## Start
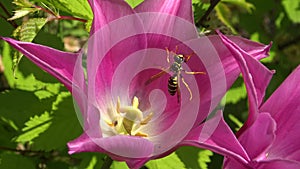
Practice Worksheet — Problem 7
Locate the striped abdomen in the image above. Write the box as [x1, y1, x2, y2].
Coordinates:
[168, 74, 178, 96]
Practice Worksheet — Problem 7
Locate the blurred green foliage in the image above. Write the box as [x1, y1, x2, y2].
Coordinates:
[0, 0, 300, 169]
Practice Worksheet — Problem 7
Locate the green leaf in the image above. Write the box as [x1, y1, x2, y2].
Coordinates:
[0, 153, 36, 169]
[12, 0, 33, 8]
[146, 153, 186, 169]
[222, 0, 255, 13]
[32, 92, 82, 151]
[13, 18, 47, 74]
[0, 90, 55, 129]
[7, 8, 38, 21]
[33, 0, 93, 20]
[16, 112, 52, 143]
[281, 0, 300, 23]
[110, 161, 129, 169]
[176, 146, 213, 169]
[125, 0, 144, 8]
[19, 18, 47, 42]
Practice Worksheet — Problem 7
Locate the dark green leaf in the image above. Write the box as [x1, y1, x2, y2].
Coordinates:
[0, 153, 35, 169]
[176, 147, 213, 169]
[32, 92, 82, 151]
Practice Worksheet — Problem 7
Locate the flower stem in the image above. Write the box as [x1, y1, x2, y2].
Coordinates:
[196, 0, 221, 27]
[101, 156, 113, 169]
[34, 5, 87, 22]
[0, 2, 18, 28]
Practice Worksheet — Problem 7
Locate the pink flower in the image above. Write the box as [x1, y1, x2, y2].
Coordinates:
[2, 0, 270, 168]
[221, 31, 300, 169]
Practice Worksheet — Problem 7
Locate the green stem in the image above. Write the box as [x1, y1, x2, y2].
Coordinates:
[196, 0, 221, 27]
[101, 156, 113, 169]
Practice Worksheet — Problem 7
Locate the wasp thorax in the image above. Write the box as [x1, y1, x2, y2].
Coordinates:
[100, 97, 153, 137]
[174, 55, 184, 64]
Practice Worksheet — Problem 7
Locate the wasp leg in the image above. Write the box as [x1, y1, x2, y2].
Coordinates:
[145, 68, 170, 85]
[176, 74, 181, 104]
[181, 77, 193, 100]
[176, 83, 181, 104]
[184, 71, 206, 75]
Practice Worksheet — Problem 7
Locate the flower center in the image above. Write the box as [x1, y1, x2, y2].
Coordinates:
[101, 97, 153, 137]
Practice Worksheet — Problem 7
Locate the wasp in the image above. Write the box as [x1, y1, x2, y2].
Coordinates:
[145, 46, 206, 103]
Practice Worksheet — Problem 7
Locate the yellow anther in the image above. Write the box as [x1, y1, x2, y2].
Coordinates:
[141, 112, 153, 125]
[135, 132, 148, 137]
[116, 97, 121, 114]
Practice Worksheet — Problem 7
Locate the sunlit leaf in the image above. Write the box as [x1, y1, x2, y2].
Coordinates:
[15, 112, 52, 143]
[0, 153, 36, 169]
[12, 0, 32, 8]
[8, 8, 38, 21]
[226, 80, 247, 104]
[222, 0, 255, 13]
[125, 0, 144, 8]
[281, 0, 300, 23]
[33, 0, 93, 20]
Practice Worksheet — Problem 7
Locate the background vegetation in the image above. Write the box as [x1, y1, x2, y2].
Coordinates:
[0, 0, 300, 169]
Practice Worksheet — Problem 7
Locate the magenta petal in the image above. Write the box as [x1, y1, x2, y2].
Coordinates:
[134, 0, 194, 23]
[88, 0, 134, 35]
[223, 157, 249, 169]
[182, 111, 249, 164]
[0, 37, 78, 91]
[68, 134, 153, 161]
[218, 32, 273, 133]
[260, 66, 300, 161]
[239, 113, 276, 159]
[67, 133, 105, 154]
[256, 160, 300, 169]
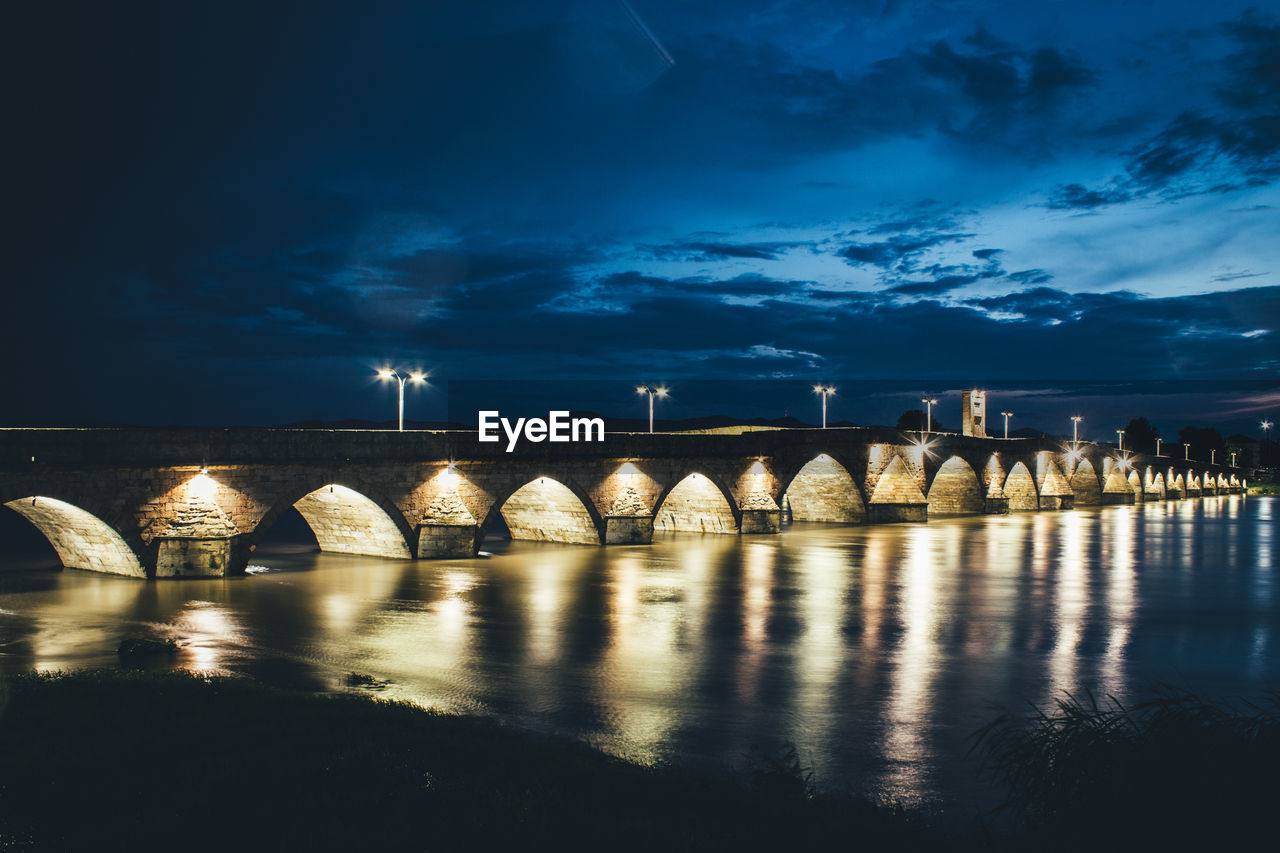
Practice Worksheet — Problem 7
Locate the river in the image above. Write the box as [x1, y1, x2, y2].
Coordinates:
[0, 496, 1280, 809]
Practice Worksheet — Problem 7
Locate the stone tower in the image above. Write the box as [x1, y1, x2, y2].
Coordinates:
[961, 388, 987, 438]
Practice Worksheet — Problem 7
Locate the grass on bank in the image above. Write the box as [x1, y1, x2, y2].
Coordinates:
[0, 671, 942, 850]
[0, 671, 1280, 853]
[975, 685, 1280, 850]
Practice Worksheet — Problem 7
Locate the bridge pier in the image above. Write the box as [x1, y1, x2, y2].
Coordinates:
[604, 515, 653, 544]
[868, 502, 929, 524]
[155, 535, 248, 578]
[417, 520, 480, 560]
[1039, 494, 1075, 511]
[739, 510, 782, 533]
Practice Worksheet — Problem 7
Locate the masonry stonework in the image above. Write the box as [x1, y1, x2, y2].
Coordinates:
[0, 428, 1248, 578]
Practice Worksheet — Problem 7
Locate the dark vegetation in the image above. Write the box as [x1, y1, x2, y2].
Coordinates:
[0, 671, 942, 850]
[0, 671, 1280, 850]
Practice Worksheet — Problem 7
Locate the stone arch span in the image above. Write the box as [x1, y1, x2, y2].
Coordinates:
[253, 483, 413, 560]
[1071, 459, 1102, 506]
[1005, 462, 1039, 512]
[653, 471, 739, 533]
[929, 456, 987, 515]
[485, 476, 600, 544]
[5, 496, 147, 578]
[782, 453, 867, 524]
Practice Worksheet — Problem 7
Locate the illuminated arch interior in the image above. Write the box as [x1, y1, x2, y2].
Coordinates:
[653, 474, 737, 533]
[929, 456, 987, 515]
[293, 483, 412, 558]
[1102, 465, 1133, 494]
[5, 496, 147, 578]
[1005, 462, 1039, 512]
[1071, 459, 1102, 506]
[502, 476, 600, 544]
[872, 456, 925, 503]
[782, 453, 867, 524]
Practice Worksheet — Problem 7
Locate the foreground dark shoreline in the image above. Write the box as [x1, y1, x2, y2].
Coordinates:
[0, 670, 1280, 850]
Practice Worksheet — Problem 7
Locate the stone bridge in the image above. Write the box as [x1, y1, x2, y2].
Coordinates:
[0, 428, 1247, 578]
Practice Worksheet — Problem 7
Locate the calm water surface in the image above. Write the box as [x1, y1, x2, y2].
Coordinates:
[0, 496, 1280, 804]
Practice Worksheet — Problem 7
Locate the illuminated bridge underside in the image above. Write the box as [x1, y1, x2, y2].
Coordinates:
[5, 497, 147, 578]
[929, 456, 987, 515]
[653, 474, 737, 533]
[0, 428, 1252, 578]
[293, 484, 412, 560]
[782, 453, 867, 524]
[502, 476, 600, 544]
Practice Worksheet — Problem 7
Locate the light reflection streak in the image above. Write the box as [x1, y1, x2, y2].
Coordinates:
[881, 526, 946, 800]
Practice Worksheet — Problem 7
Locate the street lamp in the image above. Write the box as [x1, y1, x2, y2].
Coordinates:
[636, 386, 667, 433]
[813, 386, 836, 429]
[378, 368, 426, 433]
[920, 397, 938, 435]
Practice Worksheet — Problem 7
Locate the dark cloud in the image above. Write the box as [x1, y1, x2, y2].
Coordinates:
[653, 241, 786, 260]
[1125, 12, 1280, 192]
[1048, 183, 1130, 210]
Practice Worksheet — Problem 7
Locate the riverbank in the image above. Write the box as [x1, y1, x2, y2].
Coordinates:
[0, 670, 1280, 850]
[0, 670, 946, 850]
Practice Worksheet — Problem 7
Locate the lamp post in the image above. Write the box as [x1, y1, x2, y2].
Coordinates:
[636, 386, 667, 433]
[378, 368, 426, 433]
[813, 386, 836, 429]
[920, 397, 938, 435]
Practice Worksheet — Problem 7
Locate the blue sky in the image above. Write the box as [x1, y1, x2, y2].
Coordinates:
[3, 0, 1280, 428]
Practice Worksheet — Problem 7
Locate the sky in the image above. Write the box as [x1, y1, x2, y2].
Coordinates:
[0, 0, 1280, 432]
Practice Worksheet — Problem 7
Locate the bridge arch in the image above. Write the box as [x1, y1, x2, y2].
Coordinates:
[653, 471, 739, 533]
[5, 494, 147, 578]
[782, 453, 867, 524]
[1151, 471, 1166, 501]
[1005, 462, 1039, 512]
[929, 456, 987, 515]
[483, 476, 603, 544]
[251, 483, 413, 558]
[1070, 459, 1102, 506]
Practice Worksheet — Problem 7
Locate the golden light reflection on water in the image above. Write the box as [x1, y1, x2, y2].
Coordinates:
[0, 496, 1280, 799]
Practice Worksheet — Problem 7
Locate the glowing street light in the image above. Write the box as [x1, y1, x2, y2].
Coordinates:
[636, 386, 667, 433]
[378, 368, 426, 433]
[813, 386, 836, 429]
[920, 397, 938, 435]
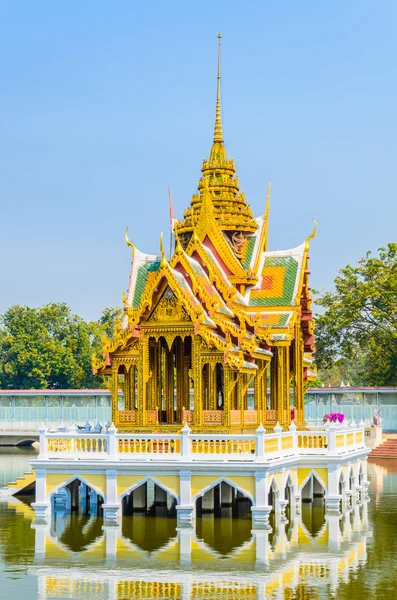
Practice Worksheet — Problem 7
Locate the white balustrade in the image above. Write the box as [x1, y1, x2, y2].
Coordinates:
[38, 422, 365, 462]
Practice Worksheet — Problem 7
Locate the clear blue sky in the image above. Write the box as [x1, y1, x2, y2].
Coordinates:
[0, 0, 397, 319]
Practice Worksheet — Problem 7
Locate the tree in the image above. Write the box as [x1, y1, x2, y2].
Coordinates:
[0, 303, 121, 389]
[316, 243, 397, 385]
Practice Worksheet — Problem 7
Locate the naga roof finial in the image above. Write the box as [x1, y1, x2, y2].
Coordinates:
[214, 33, 223, 143]
[124, 227, 135, 256]
[263, 181, 270, 252]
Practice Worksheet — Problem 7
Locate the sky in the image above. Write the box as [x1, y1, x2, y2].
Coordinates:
[0, 0, 397, 320]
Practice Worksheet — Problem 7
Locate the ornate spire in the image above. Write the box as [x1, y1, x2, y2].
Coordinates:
[214, 33, 223, 143]
[175, 34, 258, 247]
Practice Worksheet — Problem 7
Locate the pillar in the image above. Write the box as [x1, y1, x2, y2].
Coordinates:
[221, 481, 233, 506]
[277, 346, 290, 427]
[223, 366, 231, 427]
[192, 338, 203, 426]
[110, 364, 119, 423]
[176, 471, 195, 526]
[324, 467, 342, 512]
[201, 488, 215, 512]
[325, 510, 341, 551]
[103, 524, 120, 562]
[32, 522, 50, 560]
[293, 322, 305, 425]
[154, 484, 167, 505]
[102, 469, 121, 524]
[177, 525, 194, 564]
[32, 469, 50, 522]
[252, 526, 271, 564]
[251, 471, 272, 528]
[132, 483, 146, 512]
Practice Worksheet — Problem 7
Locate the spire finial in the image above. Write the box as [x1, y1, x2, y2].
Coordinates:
[214, 33, 223, 143]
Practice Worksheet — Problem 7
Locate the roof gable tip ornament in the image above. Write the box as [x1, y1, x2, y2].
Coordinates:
[175, 230, 184, 255]
[263, 179, 271, 252]
[214, 33, 223, 144]
[124, 227, 135, 255]
[160, 232, 168, 268]
[306, 219, 317, 249]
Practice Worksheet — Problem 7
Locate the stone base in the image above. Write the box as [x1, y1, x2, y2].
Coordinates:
[102, 504, 120, 525]
[324, 494, 342, 512]
[176, 504, 195, 527]
[251, 506, 273, 529]
[31, 502, 50, 523]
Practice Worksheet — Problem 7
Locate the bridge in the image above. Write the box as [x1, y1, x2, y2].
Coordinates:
[0, 386, 397, 445]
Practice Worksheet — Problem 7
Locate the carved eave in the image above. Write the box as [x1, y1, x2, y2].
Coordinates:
[185, 234, 237, 304]
[128, 263, 206, 326]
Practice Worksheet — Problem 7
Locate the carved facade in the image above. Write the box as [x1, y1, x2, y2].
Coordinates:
[94, 36, 315, 431]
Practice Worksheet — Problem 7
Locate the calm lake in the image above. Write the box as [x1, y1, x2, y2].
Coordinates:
[0, 448, 397, 600]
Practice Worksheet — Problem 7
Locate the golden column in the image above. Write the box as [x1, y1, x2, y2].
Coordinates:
[270, 343, 290, 427]
[277, 346, 290, 427]
[192, 338, 203, 427]
[293, 322, 305, 426]
[223, 366, 231, 427]
[110, 364, 119, 423]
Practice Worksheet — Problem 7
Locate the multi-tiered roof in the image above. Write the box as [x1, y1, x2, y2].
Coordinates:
[99, 34, 315, 378]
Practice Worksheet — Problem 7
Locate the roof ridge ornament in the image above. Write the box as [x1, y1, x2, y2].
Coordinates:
[124, 227, 135, 256]
[214, 33, 223, 144]
[160, 232, 168, 267]
[306, 219, 317, 247]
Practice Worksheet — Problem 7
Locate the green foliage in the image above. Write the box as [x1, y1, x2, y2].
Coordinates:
[0, 303, 121, 389]
[316, 243, 397, 385]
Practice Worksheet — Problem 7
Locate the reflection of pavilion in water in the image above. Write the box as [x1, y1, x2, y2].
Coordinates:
[6, 501, 370, 600]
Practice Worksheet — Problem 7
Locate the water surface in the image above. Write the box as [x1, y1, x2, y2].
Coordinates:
[0, 458, 397, 600]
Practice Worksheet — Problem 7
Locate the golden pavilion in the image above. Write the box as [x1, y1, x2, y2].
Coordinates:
[93, 36, 315, 433]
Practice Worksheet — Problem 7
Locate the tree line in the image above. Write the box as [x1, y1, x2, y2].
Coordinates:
[0, 243, 397, 389]
[0, 303, 122, 389]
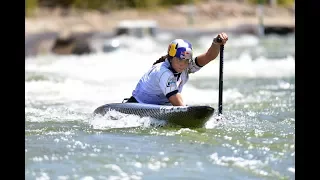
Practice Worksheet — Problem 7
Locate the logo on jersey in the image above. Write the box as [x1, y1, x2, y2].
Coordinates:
[167, 77, 177, 87]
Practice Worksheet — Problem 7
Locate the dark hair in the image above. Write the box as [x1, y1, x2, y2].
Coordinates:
[153, 54, 172, 65]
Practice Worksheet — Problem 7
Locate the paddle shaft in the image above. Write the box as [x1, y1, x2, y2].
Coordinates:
[217, 38, 224, 115]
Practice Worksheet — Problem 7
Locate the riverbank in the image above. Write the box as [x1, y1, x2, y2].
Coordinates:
[25, 1, 294, 35]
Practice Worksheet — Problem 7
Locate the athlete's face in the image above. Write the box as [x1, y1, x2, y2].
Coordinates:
[171, 57, 189, 73]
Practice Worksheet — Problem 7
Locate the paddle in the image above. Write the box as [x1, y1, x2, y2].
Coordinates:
[217, 37, 224, 116]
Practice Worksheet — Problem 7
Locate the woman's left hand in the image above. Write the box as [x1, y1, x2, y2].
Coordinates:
[213, 32, 228, 45]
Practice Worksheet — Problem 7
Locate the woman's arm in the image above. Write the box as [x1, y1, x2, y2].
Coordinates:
[197, 33, 228, 66]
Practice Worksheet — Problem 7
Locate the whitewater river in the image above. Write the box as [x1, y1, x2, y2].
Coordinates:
[25, 35, 295, 180]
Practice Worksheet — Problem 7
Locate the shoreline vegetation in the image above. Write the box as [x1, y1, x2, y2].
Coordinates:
[25, 0, 294, 35]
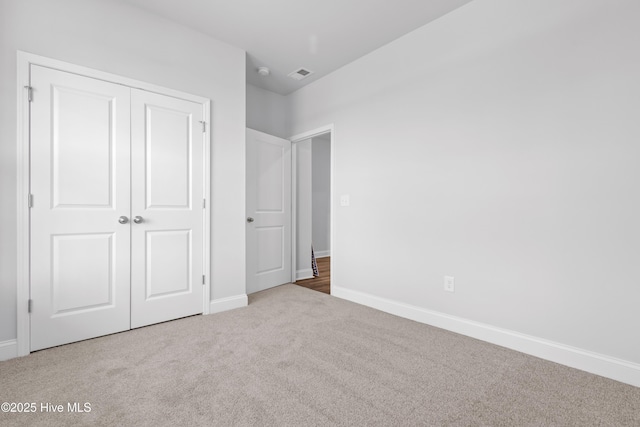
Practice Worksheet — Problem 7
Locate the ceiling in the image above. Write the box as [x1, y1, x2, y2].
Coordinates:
[121, 0, 471, 95]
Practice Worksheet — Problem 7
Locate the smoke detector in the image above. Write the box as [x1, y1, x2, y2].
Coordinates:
[287, 68, 313, 80]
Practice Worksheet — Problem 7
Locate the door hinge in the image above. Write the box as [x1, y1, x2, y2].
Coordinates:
[24, 86, 33, 102]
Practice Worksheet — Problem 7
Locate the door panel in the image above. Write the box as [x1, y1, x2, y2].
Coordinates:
[51, 233, 115, 317]
[145, 230, 193, 300]
[246, 129, 291, 293]
[131, 89, 204, 328]
[31, 66, 130, 351]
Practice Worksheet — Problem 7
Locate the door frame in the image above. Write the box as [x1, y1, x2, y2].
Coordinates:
[288, 123, 336, 289]
[16, 51, 211, 356]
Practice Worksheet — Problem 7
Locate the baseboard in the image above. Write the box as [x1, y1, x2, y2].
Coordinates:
[331, 285, 640, 387]
[0, 340, 18, 361]
[296, 268, 313, 280]
[313, 250, 331, 258]
[209, 294, 249, 314]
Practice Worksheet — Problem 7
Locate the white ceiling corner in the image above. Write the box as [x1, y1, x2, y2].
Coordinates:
[112, 0, 471, 95]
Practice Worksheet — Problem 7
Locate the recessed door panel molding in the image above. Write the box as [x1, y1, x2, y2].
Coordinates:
[27, 60, 210, 354]
[256, 138, 290, 213]
[131, 89, 204, 328]
[145, 230, 194, 301]
[246, 129, 292, 293]
[30, 66, 131, 351]
[144, 101, 193, 209]
[51, 233, 115, 316]
[51, 84, 118, 208]
[256, 226, 285, 275]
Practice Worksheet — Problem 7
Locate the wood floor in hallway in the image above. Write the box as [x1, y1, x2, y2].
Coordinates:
[295, 257, 331, 294]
## End
Format the records from the start through the line containing "[174, 55, 184, 64]", inclusive, as a two-column CSV headed "prompt" and "boxes", with one row per record. Put each record's text and its answer in a single quoted field, replace line breaks with spaces, and leave out the pictures.

__WRITTEN REPLY__:
prompt,boxes
"Practice Worksheet — Problem 7 Locate the striped abdomen in the image above. Write the box as [x1, y1, x2, y2]. Coordinates:","[168, 74, 178, 96]"
"Practice Worksheet — Problem 7 Locate the blurred green foliage in the image above. Write the box as [x1, y1, x2, y2]. Coordinates:","[0, 0, 300, 169]"
"Practice Worksheet — Problem 7 Locate the green leaf in the image above. Write the box as [x1, y1, x2, y2]. Coordinates:","[0, 153, 36, 169] [12, 0, 33, 8] [146, 153, 186, 169] [222, 0, 255, 13] [32, 92, 82, 151] [13, 18, 47, 74] [0, 90, 55, 129] [7, 8, 38, 21] [33, 0, 93, 20] [16, 112, 52, 143] [281, 0, 300, 23] [110, 161, 129, 169] [176, 146, 213, 169] [125, 0, 144, 8] [19, 18, 47, 42]"
"Practice Worksheet — Problem 7 Locate the dark green leaf in the image above. Write the box as [x1, y1, x2, y2]. Coordinates:","[0, 153, 35, 169] [176, 147, 213, 169] [32, 92, 82, 151]"
"Practice Worksheet — Problem 7 Locate the flower stem in the image above. Write the box as [x1, y1, x2, y2]. Coordinates:","[196, 0, 221, 27] [101, 156, 113, 169] [34, 5, 87, 22] [0, 2, 18, 28]"
"Practice Worksheet — Problem 7 Locate the pink flower in the image above. Write the box as [x1, y1, x2, y2]. Coordinates:","[2, 0, 270, 168] [221, 31, 300, 169]"
"Practice Worksheet — Problem 7 Locate the green stem in the image above. Write the box as [x1, y1, x2, y2]. Coordinates:","[196, 0, 221, 27] [101, 156, 113, 169]"
"Practice Worksheet — Problem 7 Locate the wasp thorax in the image above. Write the box as [x1, y1, x2, y2]. Coordinates:","[100, 97, 153, 137] [174, 55, 184, 64]"